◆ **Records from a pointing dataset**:
#####
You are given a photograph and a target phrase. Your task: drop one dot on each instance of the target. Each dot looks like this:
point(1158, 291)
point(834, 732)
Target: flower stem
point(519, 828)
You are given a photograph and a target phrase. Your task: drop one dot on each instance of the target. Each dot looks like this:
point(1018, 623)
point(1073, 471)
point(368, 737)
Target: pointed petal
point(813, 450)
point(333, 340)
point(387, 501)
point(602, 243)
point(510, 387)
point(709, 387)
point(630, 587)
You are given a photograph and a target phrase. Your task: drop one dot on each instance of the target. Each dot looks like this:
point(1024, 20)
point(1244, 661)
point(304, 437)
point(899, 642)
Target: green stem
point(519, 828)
#####
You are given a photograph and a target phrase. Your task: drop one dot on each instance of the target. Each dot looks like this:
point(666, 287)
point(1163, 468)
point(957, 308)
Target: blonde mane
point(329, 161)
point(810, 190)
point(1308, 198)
#####
Please identify every line in the items above that contains the string "stem" and copy each such line in full. Case matters when matching.

◆ **Response below**:
Target: flower stem
Target: green stem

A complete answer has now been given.